Условия заданий:
• A. Согласно фрагменту о трубадурах, в какие страны бежало большинство трубадуров, покидая Южную Францию?
• B. Выпишите без изменений отрывок из фрагмента о трубадурах от слов «Велика заслуга трубадуров» до слов «достигло богатого расцвета.».

Фрагмент текста:

• • •

В сирвентах, направленных против Рима, мы встречаем указания на те его пороки, которые вызвали впоследствии великое реформационное движение. Рим обвиняется в политике обмана, в чрезмерной алчности. «Рим, ты слишком преступаешь заповеди Божий, - читаем мы в знаменитом сирвенте Гильома Фигейраса (Guillaume de Figueiras), - ибо алчность твоя так велика, что ты прощаешь грехи за деньги; ты взваливаешь на себя слишком тяжелое бремя..». Рим наносил кровавые удары Южной Франции не только потому, что она была пропитана альбигойской ересью, но и пегому, что там процветала неприятная ему свобода совести.

Людовик Святой во имя человеколюбия и справедливости пытался загладить те бедствия, которые поразили Южную Францию в правление его отца и деда. Но разоренные гнезда баронов уже не вернули себе своего прошлого: оно погибло безвозвратно. Большинство трубадуров покидало те чудные страны, которые один из них (Филипп Муск) объявил наследием, оставленным Карлом Великим трубадурам и менестрелям. Они бежали в Аррагонию, Кастилию, Италию; там угас последний отблеск их вечерней зари.

Но за вечерней зарею, за ночью, сверкающей звездами, восходит новая заря. Из смерти зарождается новая жизнь. Какие же семена жизни были брошены трубадурами из их богатой кошницы? Заслуга трубадуров, говорит Мейер, состоит в том, что они привнесли в романский мир идею о поэзии возвышенной по мысли, изящной по форме, способной удовлетворить лучшие умы и нашедшей свое выражение не в латинском, а в народном языке. Чтобы понять достоинство этой идеи, нужно представить себе то влияние, которое сохраняла литературная латынь, ту цепкость, с которой она держалась за обладание всяким возвышенным родом литературы, то упорство, с которым она старалась выдать себя за живой язык, тогда как в течение веков она была ничто. Трубадуры на деле доказали то, что после них доказал логически Данте в Convitou De vulgari eloquio, - достоинство народного языка*.


* Между прочим, в трактате своем «О простонародном языке» (De vulgari eloquio) Данте рассуждает о стилях литературных произведений. Любопытно было бы сравнить это место в его трактате с теорией трех штилей Ломоносова.

Велика заслуга трубадуров в области стихотворной техники. Они насадили и культивировали в этой области самые разнообразные формы. И это семя, брошенное ими, не пало на почву каменистую, но было воспринято поэтами всех стран и народов и достигло богатого расцвета.

• • •

Представленные данные:
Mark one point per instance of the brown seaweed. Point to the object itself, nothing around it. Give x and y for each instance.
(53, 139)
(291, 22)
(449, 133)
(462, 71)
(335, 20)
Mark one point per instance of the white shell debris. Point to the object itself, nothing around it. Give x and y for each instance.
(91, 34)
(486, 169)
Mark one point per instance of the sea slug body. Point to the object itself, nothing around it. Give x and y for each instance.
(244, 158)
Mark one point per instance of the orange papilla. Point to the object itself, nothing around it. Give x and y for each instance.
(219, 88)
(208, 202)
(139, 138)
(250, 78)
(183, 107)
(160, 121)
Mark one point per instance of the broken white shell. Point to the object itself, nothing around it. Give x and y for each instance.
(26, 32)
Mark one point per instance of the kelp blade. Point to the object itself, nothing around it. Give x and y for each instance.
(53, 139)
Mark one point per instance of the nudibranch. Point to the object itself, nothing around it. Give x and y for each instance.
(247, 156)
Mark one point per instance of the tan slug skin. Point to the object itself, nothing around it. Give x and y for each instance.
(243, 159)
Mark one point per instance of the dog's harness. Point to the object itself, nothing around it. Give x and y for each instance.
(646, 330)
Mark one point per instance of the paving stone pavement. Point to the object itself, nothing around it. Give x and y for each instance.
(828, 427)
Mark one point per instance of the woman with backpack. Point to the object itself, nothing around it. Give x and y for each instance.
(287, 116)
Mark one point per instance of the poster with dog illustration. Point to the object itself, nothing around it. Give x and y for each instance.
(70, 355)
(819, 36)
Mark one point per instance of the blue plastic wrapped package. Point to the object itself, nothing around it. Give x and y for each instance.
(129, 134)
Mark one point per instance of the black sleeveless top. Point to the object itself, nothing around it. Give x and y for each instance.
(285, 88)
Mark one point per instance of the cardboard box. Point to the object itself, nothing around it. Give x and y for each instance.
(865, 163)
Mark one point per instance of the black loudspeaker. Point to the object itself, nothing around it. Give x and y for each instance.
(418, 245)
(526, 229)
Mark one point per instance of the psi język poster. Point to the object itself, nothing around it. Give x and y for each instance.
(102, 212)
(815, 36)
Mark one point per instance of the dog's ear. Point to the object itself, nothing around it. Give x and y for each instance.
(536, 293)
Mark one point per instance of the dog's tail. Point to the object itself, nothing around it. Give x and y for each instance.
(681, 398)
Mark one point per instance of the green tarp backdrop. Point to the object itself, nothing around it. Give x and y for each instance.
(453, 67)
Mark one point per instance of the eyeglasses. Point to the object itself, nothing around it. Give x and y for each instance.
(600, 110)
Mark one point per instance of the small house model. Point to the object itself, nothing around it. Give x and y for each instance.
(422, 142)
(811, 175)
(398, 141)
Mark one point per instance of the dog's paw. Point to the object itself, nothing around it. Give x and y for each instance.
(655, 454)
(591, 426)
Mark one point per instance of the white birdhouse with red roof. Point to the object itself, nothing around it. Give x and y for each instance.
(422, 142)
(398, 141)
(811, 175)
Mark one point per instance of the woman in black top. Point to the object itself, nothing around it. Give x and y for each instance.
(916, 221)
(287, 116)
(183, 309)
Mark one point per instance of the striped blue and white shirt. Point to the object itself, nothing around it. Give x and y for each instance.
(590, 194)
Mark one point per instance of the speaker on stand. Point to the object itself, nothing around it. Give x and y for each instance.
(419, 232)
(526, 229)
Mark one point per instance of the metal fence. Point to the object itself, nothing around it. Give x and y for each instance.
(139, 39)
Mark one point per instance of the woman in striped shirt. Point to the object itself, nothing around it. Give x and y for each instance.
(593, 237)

• • •

Ответы:
• A. В Аррагонию, Кастилию и Италию.

• B.
Велика заслуга трубадуров в области стихотворной техники. Они насадили и культивировали в этой области самые разнообразные формы. И это семя, брошенное ими, не пало на почву каменистую, но было воспринято поэтами всех стран и народов и достигло богатого расцвета.